WHAT YOU SHOULD DO:
All lines below starting at the one that holds "Please annotate the hazy" and ending at the one that holds "Target: hazy sky" should be printed exactly, ends included. Pictures should not be printed, nor anything else.

[Natural-language object grounding data]
□ □ □ □ □
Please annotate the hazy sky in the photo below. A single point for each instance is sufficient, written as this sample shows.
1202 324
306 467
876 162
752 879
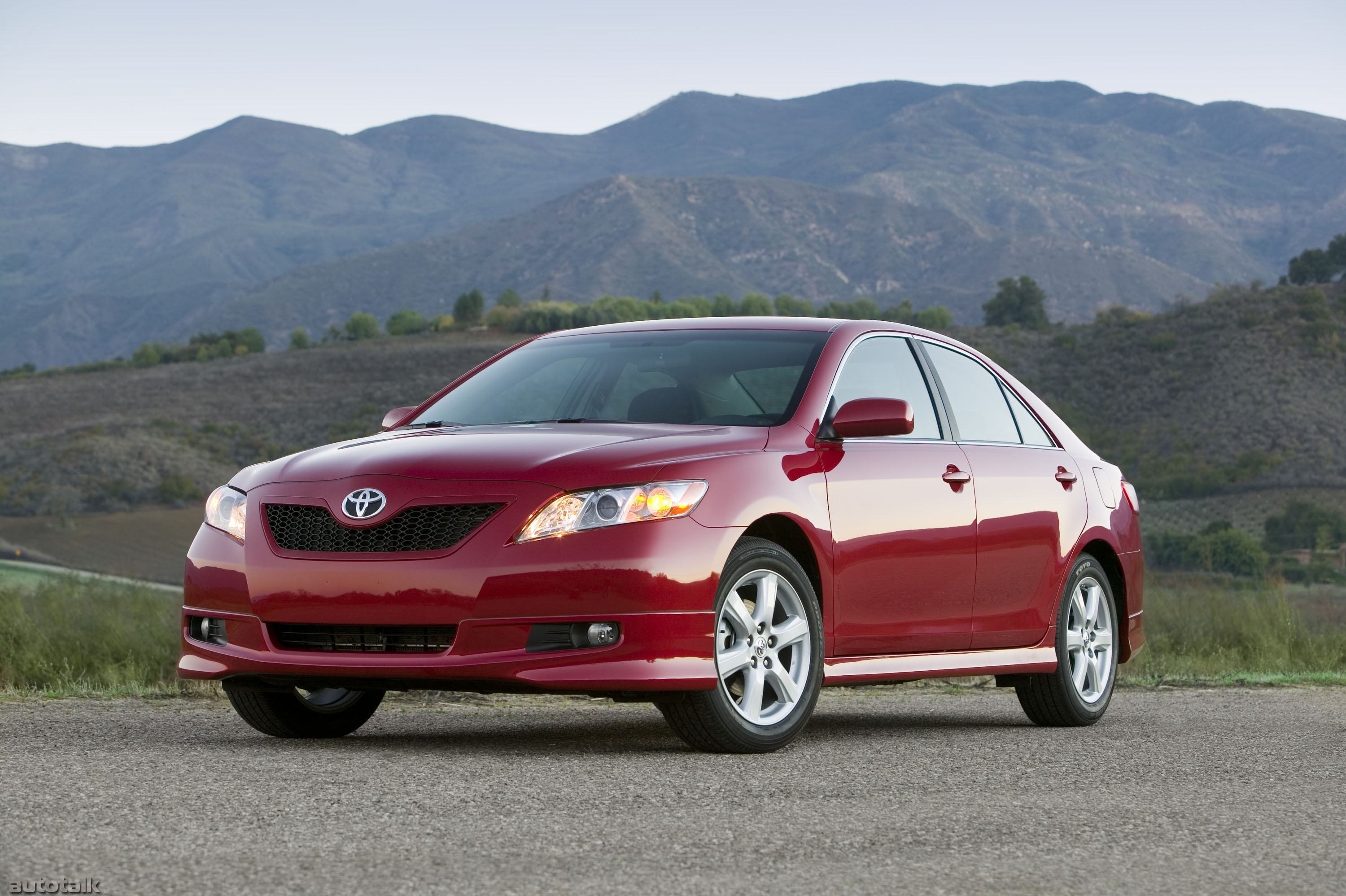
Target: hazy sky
□ □ □ □ □
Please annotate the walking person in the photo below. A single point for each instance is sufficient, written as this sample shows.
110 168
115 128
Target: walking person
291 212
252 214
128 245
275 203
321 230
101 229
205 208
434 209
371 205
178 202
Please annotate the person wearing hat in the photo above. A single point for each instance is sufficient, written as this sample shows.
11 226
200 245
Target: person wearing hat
□ □ □ □ □
RESULT:
Please annotate the hazy sky in the photo below. A single point for each instance is sufficient, written as this sample shows.
1202 324
306 467
876 162
752 879
Target: hazy sky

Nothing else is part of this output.